Document extract
══════

[10.23.19]  Lab Organzing: Pomona Magclips

This is a quick writeup on cable-organzing & lab sorting.
There's a comical assortment of USB, Display and other cables that end up either shoved in a bin, coiled up and left on top of something or some combination of the two. I wanted a quick way to access them and identify what I actually had.

Conclusion Image Directory

Some Project Background
As you may have guessed this is a rainy day project. I had found a few Pomona XXXX cable holders on ebay [link to model], but unfortunatley they were geared toward probably fixed diameter extra large BNC cables. Not terribly clear what was supposed to fit in these.
So i hatched a plan, the pomonoa cable holders were fortunatley steel, so a small in-line adapter that took the miscelaneous cable sizes and converted them to pomona-rack spacing seemed like a reasonable plot.
Have you seen these adorable little magnets on mcmaster? They are 1/8" diameter and 1/8" tall. They are also remarkably reasonably priced.

══════

Recorded data
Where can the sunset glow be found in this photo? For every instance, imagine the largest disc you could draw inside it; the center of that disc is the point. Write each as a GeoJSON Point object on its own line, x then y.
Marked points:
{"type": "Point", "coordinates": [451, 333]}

══════

Written request
Reproduce the cable-organizing writeup in full, word for word. Rely solely on the cable-organizing writeup, not on the data.

Correct answer
[10.23.19]  Lab Organzing: Pomona Magclips

This is a quick writeup on cable-organzing & lab sorting.
There's a comical assortment of USB, Display and other cables that end up either shoved in a bin, coiled up and left on top of something or some combination of the two. I wanted a quick way to access them and identify what I actually had.

Conclusion Image Directory

Some Project Background
As you may have guessed this is a rainy day project. I had found a few Pomona XXXX cable holders on ebay [link to model], but unfortunatley they were geared toward probably fixed diameter extra large BNC cables. Not terribly clear what was supposed to fit in these.
So i hatched a plan, the pomonoa cable holders were fortunatley steel, so a small in-line adapter that took the miscelaneous cable sizes and converted them to pomona-rack spacing seemed like a reasonable plot.
Have you seen these adorable little magnets on mcmaster? They are 1/8" diameter and 1/8" tall. They are also remarkably reasonably priced.